THE PROBLEM
Present each nonblank line of the data below as a row in a Markdown table. Use two columns, Row and Line: Row holds the row number and Line holds the line itself.

================================

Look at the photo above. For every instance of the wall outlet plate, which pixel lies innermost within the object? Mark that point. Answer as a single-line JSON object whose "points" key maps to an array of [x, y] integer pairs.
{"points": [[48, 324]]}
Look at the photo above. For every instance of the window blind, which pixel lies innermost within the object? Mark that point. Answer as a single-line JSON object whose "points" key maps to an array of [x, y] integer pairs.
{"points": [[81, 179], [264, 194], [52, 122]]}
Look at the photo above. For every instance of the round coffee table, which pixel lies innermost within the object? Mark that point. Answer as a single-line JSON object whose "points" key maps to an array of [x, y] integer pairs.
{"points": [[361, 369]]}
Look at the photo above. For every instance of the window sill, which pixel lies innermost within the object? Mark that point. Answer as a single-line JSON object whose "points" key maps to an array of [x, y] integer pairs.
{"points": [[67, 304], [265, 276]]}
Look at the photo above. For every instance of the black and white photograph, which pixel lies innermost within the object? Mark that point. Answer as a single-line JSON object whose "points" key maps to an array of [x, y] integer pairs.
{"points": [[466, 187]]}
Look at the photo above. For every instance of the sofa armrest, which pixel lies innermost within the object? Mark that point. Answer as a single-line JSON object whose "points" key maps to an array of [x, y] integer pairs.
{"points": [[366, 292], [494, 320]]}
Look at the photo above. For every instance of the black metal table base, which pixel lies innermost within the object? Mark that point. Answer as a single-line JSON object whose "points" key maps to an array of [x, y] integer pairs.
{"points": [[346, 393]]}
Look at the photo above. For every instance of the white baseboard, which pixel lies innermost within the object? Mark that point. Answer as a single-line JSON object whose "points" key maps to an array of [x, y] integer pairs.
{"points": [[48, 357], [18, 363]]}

================================

TASK OUTPUT
| Row | Line |
|---|---|
| 1 | Look at the photo above. For every instance of the wall outlet plate, which pixel lies innermost within the object? Mark that point. Answer as a single-line JSON object whose "points" key maps to an array of [x, y] integer pairs. |
| 2 | {"points": [[48, 324]]} |
| 3 | Look at the photo above. For every instance of the window blind, which pixel lies innermost within the object? Mark that point. Answer as a single-line JSON object whose "points" key maps to an array of [x, y] integer pairs. |
| 4 | {"points": [[81, 179], [264, 194], [52, 122]]} |
| 5 | Look at the photo above. For every instance of the round coffee table, which pixel lies innermost within the object? Mark that point. Answer as a single-line JSON object whose "points" key maps to an array of [x, y] integer pairs. |
| 6 | {"points": [[361, 369]]} |
| 7 | Look at the photo above. For every instance of the window sill, which pixel lies innermost within the object? Mark that point. Answer as a single-line JSON object whose "points" key maps to an array of [x, y] integer pairs. |
| 8 | {"points": [[67, 304], [265, 276]]} |
| 9 | Look at the photo above. For every instance of the black and white photograph, which pixel lies innermost within the object? Mark that point. Answer as a single-line JSON object whose "points" key maps to an array of [x, y] integer pairs. |
| 10 | {"points": [[466, 187]]} |
| 11 | Look at the photo above. For every instance of the sofa armrest, which pixel lies innermost within the object? Mark that point. Answer as a single-line JSON object whose "points" key maps to an array of [x, y] integer pairs. |
| 12 | {"points": [[366, 292], [494, 320]]} |
| 13 | Look at the photo above. For every instance of the black metal table base, which pixel lies innermost within the object? Mark that point. Answer as a single-line JSON object whose "points" key maps to an array of [x, y] integer pairs. |
| 14 | {"points": [[346, 393]]} |
| 15 | Look at the photo above. For every instance of the white baseboard, which pixel lies innermost within the object? Mark that point. Answer as a single-line JSON object whose "points" key maps to an array of [x, y] integer pairs. |
| 16 | {"points": [[48, 357], [18, 363]]} |